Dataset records
·····

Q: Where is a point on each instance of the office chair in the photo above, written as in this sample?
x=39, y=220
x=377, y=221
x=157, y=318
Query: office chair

·····

» Problem
Please output the entries above, every line exactly as it reads.

» Solution
Q: Where is a point on each instance of the office chair in the photo above, written as in this sample?
x=39, y=220
x=377, y=221
x=157, y=318
Query: office chair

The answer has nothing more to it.